**PROBLEM SET:**
**1.** From the dexamethasone article, transcribe everything from "A pharmacist displays" down to "under a third.".
**2.** Answer these questions from the dexamethasone article:
(a) How many hospitalized patients were assigned to receive the steroid?
(b) What was the rate of death for ventilator patients on the drug?
(c) What did Anthony Fauci caution about prescribing dexamethasone?
**3.** Pick up the dexamethasone article where it stops and continue it.

**EXTRACT:**
A pharmacist displays an ampoule of Dexamethasone at the Erasme Hospital amid the coronavirus disease (COVID-19) outbreak, in Brussels, Belgium, June 16, 2020. (REUTERS/Yves Herman)
The keenly-awaited full results from a UK trial of the steroid dexamethasone were published Friday, confirming its life-saving benefits for COVID-19 patients on ventilators but suggesting it may cause harm if given too early.
A total of 2,104 hospitalized patients were assigned to receive six milligram daily doses of the medicine for up to 10 days, and 4,321 to receive usual care, with the rate of deaths compared after 28 days.
Among patients on ventilators, the rate of death for patients on the drug was 29.3 percent compared to 41.4 percent on those without.
In other words, this group saw a 29 percent reduction in mortality, just under a third.
In patients who were given oxygen but through less invasive means, the benefit was smaller -- 23.3 percent on dexamethasone died versus 26.2 who were not on it.
However, there was no benefit among the group who weren't receiving any oxygenation at the time the trial started.
In this cohort, 17.4 percent on the steroid died compared to 14 percent who did not receive it -- suggesting the drug increased their mortality risk.
This is because the drug works by suppressing the abnormal immune response that damages the body's organs, rather than attacking the virus.
Speaking to AFP in June, leading US scientist Anthony Fauci cautioned that dexamethasone should not be prescribed too soon after a person was infected.
"It had no effect, if not maybe even a suggestion of making things worse early on," he said.
"This is perfectly compatible with knowing that early on in infection, you need the immune system to suppress the virus."

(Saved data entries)

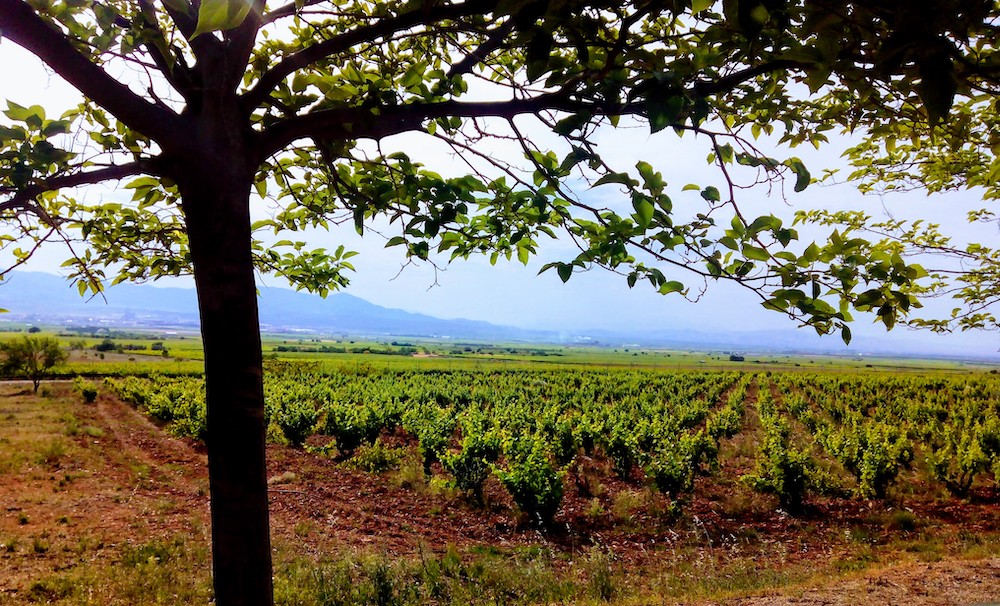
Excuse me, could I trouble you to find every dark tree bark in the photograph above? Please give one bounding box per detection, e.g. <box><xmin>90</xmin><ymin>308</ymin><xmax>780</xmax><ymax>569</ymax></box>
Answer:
<box><xmin>171</xmin><ymin>123</ymin><xmax>273</xmax><ymax>606</ymax></box>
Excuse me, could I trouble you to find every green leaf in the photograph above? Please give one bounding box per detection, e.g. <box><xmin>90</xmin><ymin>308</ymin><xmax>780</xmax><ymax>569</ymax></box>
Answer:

**ANSWERS TO EACH TASK:**
**1.**
A pharmacist displays an ampoule of Dexamethasone at the Erasme Hospital amid the coronavirus disease (COVID-19) outbreak, in Brussels, Belgium, June 16, 2020. (REUTERS/Yves Herman)
The keenly-awaited full results from a UK trial of the steroid dexamethasone were published Friday, confirming its life-saving benefits for COVID-19 patients on ventilators but suggesting it may cause harm if given too early.
A total of 2,104 hospitalized patients were assigned to receive six milligram daily doses of the medicine for up to 10 days, and 4,321 to receive usual care, with the rate of deaths compared after 28 days.
Among patients on ventilators, the rate of death for patients on the drug was 29.3 percent compared to 41.4 percent on those without.
In other words, this group saw a 29 percent reduction in mortality, just under a third.

**2.**
(a) 2,104
(b) 29.3 percent
(c) That it should not be prescribed too soon after a person was infected.

**3.**
The authors of the paper, which appeared in the New England Journal of Medicine, added that getting benefit from the drug "is dependent on a selection of the right dose, at the right time, in the right patient."
They added that, as far as the COVID-19 illness is concerned, for patients who require oxygen, the abnormal immune response seems more responsible for harm than the replication of the virus in the body.
But they cautioned that this hypothesis should not be applied to other viral respiratory illnesses, like SARS, MERS and influenza, without further study as they may have different impacts.
Dexamethasone was adopted into UK practice on June 16, the day when the initial results were announced, and is also recommended by the US National Institutes of Health.
On its website, the NIH cautions that it isn't yet known how well dexamethasone might work in combination with the anti-viral drug remdesivir, which has proven beneficial when used alone.
It adds that patients on the drug should be closely monitored for secondary infections and high blood sugar.
It is also known that use of corticosteroids can also re-activate previous infections that were lying dormant, like the hepatitis B virus or tuberculosis.